Collected data:
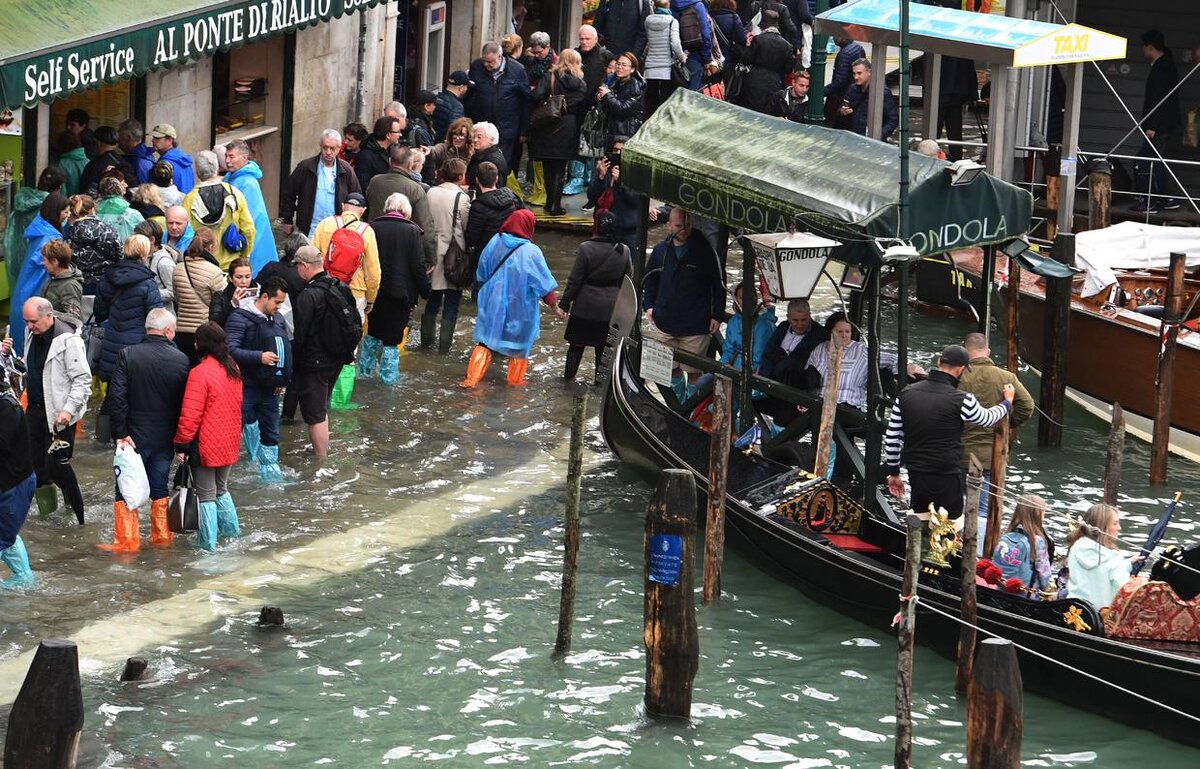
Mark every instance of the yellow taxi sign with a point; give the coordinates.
(1068, 44)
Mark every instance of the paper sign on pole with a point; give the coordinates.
(658, 360)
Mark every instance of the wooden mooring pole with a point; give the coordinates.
(1116, 454)
(828, 410)
(996, 488)
(47, 716)
(906, 640)
(970, 558)
(718, 474)
(994, 708)
(571, 536)
(1055, 342)
(1164, 380)
(672, 641)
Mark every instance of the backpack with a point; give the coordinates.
(342, 328)
(690, 35)
(346, 247)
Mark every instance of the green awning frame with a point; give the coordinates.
(765, 174)
(52, 48)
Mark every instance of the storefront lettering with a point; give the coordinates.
(49, 78)
(954, 235)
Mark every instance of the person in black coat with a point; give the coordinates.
(786, 356)
(125, 296)
(145, 395)
(624, 103)
(771, 58)
(600, 268)
(558, 143)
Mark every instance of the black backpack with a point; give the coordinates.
(341, 330)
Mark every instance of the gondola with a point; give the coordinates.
(817, 538)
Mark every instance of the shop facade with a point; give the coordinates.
(273, 72)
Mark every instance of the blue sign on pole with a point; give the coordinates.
(666, 558)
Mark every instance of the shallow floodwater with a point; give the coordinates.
(419, 576)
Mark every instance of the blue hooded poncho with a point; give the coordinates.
(508, 320)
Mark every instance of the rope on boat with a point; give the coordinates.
(1069, 667)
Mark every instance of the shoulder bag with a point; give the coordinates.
(546, 115)
(455, 263)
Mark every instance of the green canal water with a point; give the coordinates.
(419, 576)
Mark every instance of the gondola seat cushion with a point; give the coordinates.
(1153, 611)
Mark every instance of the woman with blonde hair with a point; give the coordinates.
(558, 143)
(125, 296)
(1096, 568)
(457, 144)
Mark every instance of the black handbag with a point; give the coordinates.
(184, 509)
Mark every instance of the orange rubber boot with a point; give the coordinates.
(517, 366)
(480, 359)
(126, 538)
(160, 533)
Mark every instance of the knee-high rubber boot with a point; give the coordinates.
(160, 533)
(367, 355)
(207, 535)
(576, 178)
(429, 331)
(480, 359)
(227, 516)
(389, 367)
(517, 367)
(126, 538)
(445, 336)
(251, 439)
(269, 464)
(574, 358)
(538, 194)
(17, 558)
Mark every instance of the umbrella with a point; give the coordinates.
(1156, 534)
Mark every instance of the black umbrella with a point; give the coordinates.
(1156, 534)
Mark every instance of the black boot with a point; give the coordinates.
(574, 356)
(447, 337)
(429, 331)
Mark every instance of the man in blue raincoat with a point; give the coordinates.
(245, 174)
(514, 276)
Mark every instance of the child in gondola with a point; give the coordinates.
(1025, 551)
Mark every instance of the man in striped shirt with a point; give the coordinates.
(925, 433)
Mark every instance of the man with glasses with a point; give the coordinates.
(318, 186)
(58, 383)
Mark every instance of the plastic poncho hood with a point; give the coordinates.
(508, 320)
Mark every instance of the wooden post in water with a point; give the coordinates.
(672, 641)
(970, 539)
(906, 638)
(1164, 380)
(718, 473)
(1116, 454)
(1012, 360)
(1099, 199)
(828, 410)
(47, 716)
(996, 490)
(994, 708)
(1056, 338)
(571, 536)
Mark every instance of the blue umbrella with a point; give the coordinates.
(1156, 534)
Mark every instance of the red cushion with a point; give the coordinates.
(852, 542)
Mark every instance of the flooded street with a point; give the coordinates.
(419, 576)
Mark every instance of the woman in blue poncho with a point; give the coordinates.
(514, 277)
(47, 226)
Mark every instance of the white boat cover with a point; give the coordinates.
(1132, 246)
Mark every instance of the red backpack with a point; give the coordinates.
(346, 250)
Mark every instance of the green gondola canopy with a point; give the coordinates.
(763, 174)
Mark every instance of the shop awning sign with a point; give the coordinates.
(43, 59)
(1068, 44)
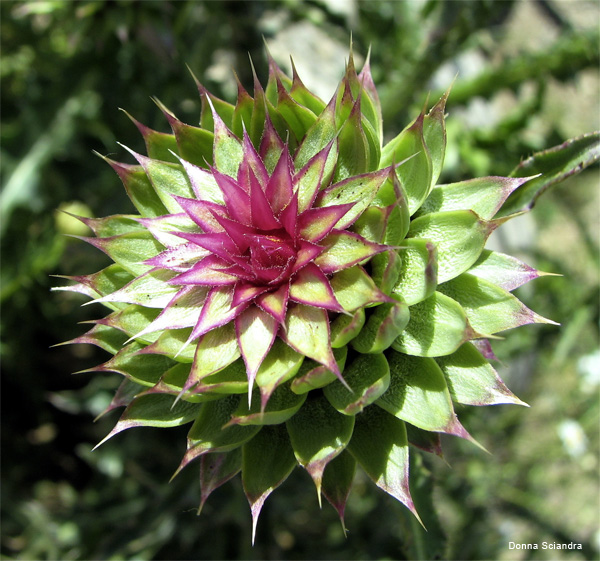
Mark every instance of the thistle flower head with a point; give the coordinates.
(300, 292)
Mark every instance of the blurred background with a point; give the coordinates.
(527, 78)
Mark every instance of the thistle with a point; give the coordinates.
(301, 293)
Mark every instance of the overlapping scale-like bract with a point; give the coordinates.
(301, 293)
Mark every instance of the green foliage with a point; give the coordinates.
(67, 67)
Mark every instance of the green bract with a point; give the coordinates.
(301, 293)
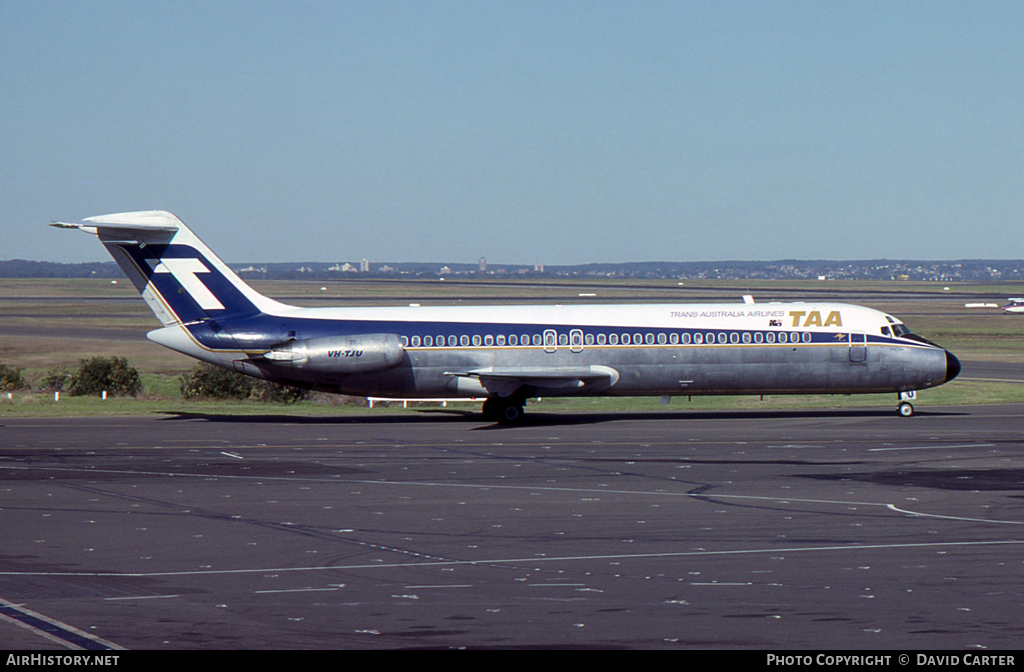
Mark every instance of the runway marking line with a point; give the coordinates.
(52, 629)
(525, 560)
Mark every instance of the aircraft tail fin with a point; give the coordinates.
(180, 278)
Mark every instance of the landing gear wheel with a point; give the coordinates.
(504, 411)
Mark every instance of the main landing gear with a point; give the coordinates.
(504, 410)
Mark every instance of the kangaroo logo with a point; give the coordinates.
(184, 270)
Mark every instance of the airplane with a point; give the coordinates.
(509, 354)
(1015, 305)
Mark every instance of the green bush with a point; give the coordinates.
(57, 379)
(208, 381)
(11, 378)
(98, 374)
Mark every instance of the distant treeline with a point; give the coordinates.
(23, 268)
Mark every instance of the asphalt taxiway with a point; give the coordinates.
(796, 530)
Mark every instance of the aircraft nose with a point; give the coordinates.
(952, 366)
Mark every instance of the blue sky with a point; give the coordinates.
(554, 132)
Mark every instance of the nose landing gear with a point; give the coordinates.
(905, 408)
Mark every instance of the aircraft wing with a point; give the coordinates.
(503, 381)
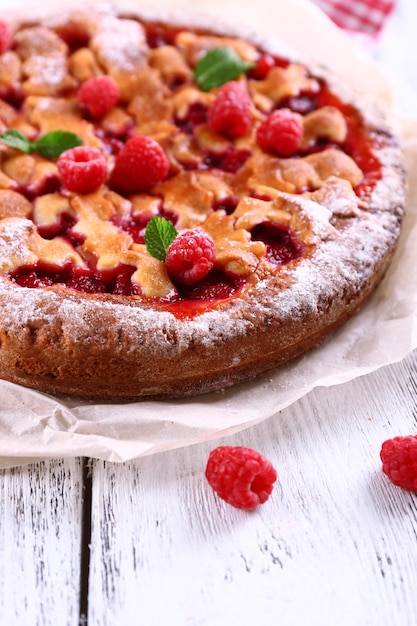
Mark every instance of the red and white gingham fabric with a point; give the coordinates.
(364, 16)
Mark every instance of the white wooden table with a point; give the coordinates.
(148, 543)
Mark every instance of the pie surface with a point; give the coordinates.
(301, 239)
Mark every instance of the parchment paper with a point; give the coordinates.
(35, 426)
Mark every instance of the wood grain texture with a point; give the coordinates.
(40, 544)
(335, 543)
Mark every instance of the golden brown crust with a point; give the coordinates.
(110, 347)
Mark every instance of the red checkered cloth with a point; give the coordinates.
(364, 16)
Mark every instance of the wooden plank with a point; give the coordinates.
(336, 542)
(40, 534)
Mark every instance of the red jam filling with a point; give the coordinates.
(282, 245)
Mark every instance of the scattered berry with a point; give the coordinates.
(140, 164)
(399, 461)
(82, 169)
(190, 256)
(230, 114)
(281, 132)
(6, 36)
(98, 95)
(240, 476)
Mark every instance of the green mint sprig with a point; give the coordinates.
(159, 234)
(49, 146)
(218, 66)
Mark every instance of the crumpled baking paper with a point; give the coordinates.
(34, 426)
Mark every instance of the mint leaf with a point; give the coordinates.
(218, 66)
(159, 234)
(55, 143)
(15, 139)
(49, 146)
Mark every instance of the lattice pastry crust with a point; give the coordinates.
(337, 206)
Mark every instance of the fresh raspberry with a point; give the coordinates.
(399, 461)
(230, 114)
(82, 169)
(140, 164)
(190, 256)
(281, 132)
(241, 476)
(98, 95)
(6, 36)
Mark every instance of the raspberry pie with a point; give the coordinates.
(180, 210)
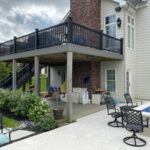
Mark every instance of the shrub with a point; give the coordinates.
(38, 109)
(24, 105)
(4, 99)
(46, 123)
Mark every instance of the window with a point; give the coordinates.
(110, 25)
(131, 30)
(110, 80)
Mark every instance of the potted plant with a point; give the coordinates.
(57, 110)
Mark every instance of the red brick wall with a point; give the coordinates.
(86, 12)
(82, 70)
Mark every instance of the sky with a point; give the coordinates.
(20, 17)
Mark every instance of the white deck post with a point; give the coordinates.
(48, 81)
(14, 82)
(69, 85)
(36, 74)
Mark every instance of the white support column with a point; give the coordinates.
(48, 79)
(14, 81)
(36, 74)
(69, 85)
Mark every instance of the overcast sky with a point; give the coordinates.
(20, 17)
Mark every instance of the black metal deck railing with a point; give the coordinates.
(68, 32)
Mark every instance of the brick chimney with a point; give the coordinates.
(86, 12)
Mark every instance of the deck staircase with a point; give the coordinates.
(25, 73)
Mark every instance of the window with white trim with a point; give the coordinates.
(111, 80)
(131, 30)
(110, 25)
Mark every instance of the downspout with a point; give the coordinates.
(124, 49)
(124, 46)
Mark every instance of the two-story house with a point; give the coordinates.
(102, 40)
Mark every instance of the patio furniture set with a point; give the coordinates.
(132, 118)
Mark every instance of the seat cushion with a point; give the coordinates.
(3, 139)
(134, 127)
(115, 114)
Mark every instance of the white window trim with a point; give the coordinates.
(130, 48)
(115, 79)
(110, 23)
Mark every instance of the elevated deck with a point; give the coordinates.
(58, 40)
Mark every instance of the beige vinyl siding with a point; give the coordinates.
(108, 9)
(130, 54)
(142, 75)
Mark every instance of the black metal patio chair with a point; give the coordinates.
(113, 112)
(4, 139)
(130, 103)
(134, 123)
(129, 100)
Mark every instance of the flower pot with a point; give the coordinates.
(58, 113)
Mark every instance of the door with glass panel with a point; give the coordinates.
(110, 29)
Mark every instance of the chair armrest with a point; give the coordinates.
(147, 122)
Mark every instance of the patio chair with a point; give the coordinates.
(3, 138)
(113, 112)
(129, 100)
(135, 124)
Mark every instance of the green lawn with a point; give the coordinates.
(10, 123)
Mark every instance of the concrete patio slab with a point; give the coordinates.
(79, 110)
(88, 133)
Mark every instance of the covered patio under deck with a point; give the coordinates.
(64, 44)
(58, 56)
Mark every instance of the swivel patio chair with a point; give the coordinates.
(113, 112)
(134, 123)
(130, 103)
(129, 100)
(3, 138)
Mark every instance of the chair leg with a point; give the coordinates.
(115, 123)
(135, 139)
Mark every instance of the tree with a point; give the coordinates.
(5, 69)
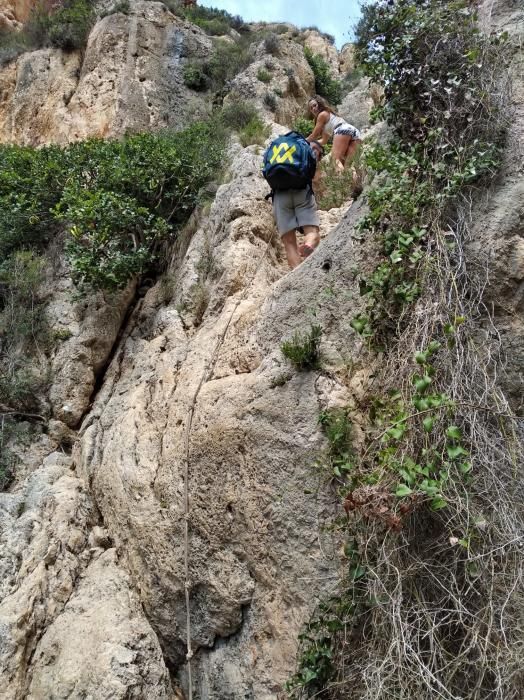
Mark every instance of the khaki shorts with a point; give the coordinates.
(295, 208)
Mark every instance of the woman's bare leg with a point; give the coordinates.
(352, 149)
(341, 143)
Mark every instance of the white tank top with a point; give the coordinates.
(333, 123)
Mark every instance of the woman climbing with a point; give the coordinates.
(346, 138)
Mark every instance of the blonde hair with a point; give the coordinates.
(323, 105)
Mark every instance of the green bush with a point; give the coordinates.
(22, 324)
(122, 6)
(263, 75)
(272, 44)
(255, 132)
(212, 20)
(271, 101)
(119, 199)
(325, 84)
(303, 125)
(303, 350)
(66, 27)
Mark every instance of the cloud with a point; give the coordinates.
(336, 17)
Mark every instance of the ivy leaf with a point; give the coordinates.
(397, 432)
(421, 357)
(438, 503)
(428, 424)
(456, 451)
(403, 490)
(421, 383)
(453, 432)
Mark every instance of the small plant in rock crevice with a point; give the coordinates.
(254, 132)
(303, 350)
(263, 75)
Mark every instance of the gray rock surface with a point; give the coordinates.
(356, 105)
(497, 236)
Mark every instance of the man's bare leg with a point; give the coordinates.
(289, 239)
(311, 236)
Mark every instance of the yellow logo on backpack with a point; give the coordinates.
(287, 155)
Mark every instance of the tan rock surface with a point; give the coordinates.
(259, 556)
(60, 638)
(13, 13)
(130, 79)
(322, 47)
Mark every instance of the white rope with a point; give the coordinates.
(206, 374)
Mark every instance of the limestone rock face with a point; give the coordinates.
(346, 59)
(70, 623)
(130, 79)
(92, 324)
(322, 47)
(356, 105)
(13, 13)
(100, 646)
(498, 232)
(258, 558)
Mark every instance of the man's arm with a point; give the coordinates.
(318, 132)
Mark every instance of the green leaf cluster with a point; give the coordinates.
(118, 199)
(430, 59)
(325, 84)
(303, 350)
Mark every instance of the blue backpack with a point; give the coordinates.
(289, 163)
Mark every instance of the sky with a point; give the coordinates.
(335, 17)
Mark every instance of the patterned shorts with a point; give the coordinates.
(347, 130)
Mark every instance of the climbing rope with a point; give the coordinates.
(206, 374)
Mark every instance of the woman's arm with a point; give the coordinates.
(318, 132)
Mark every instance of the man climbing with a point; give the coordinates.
(289, 167)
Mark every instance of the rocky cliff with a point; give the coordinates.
(93, 551)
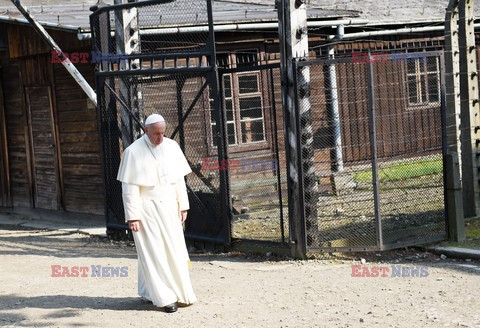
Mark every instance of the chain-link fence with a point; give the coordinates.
(376, 151)
(251, 98)
(154, 70)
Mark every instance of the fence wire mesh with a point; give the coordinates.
(409, 150)
(376, 150)
(252, 103)
(183, 101)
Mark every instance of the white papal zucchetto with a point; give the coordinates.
(154, 118)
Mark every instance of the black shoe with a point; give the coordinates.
(171, 308)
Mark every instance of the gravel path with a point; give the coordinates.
(234, 290)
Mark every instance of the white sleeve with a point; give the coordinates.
(182, 195)
(131, 201)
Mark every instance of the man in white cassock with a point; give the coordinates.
(152, 172)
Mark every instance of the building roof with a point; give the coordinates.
(70, 14)
(385, 11)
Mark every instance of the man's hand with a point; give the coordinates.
(183, 216)
(134, 225)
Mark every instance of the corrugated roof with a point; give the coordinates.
(384, 11)
(70, 13)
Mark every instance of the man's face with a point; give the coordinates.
(155, 132)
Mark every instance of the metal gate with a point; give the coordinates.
(373, 162)
(252, 102)
(143, 69)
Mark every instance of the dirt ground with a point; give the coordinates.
(234, 290)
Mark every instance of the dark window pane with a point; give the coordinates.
(252, 131)
(222, 60)
(411, 67)
(433, 92)
(231, 133)
(214, 134)
(227, 86)
(251, 107)
(229, 109)
(248, 83)
(212, 111)
(412, 89)
(247, 58)
(432, 64)
(424, 88)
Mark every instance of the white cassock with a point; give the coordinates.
(154, 192)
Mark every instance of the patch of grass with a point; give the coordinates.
(472, 234)
(401, 171)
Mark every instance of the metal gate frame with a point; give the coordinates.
(111, 132)
(380, 244)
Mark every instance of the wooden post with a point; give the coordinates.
(128, 42)
(292, 26)
(470, 110)
(451, 101)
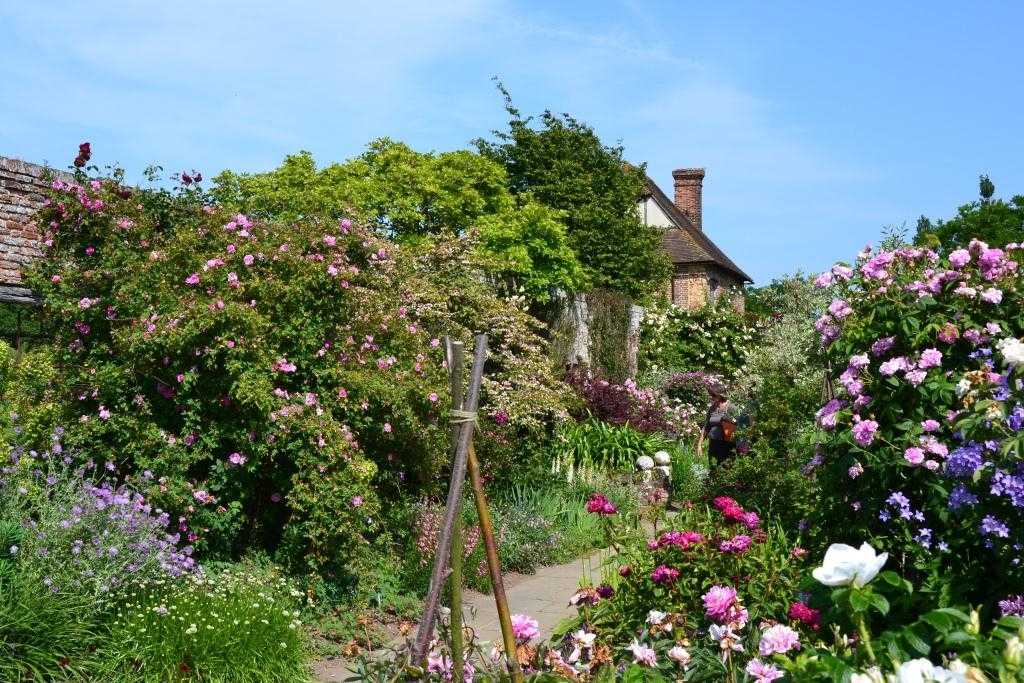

Work to be completed:
Return only the lines that start at the line containing "Mark every instance of the white cassock" and finish at the last line of the entries, exactly as written and without pictures.

Problem solution:
Mark every instance of the white cassock with a point; give the coordinates.
(154, 192)
Mark every instance of the patch of grass with a point; give the coordinates.
(472, 234)
(401, 171)
Mark every instance of the metal gate frame with a point; give the coordinates.
(111, 132)
(380, 244)
Mark every instance of the wooden post with a point; give the coordinates.
(128, 42)
(292, 26)
(470, 110)
(451, 101)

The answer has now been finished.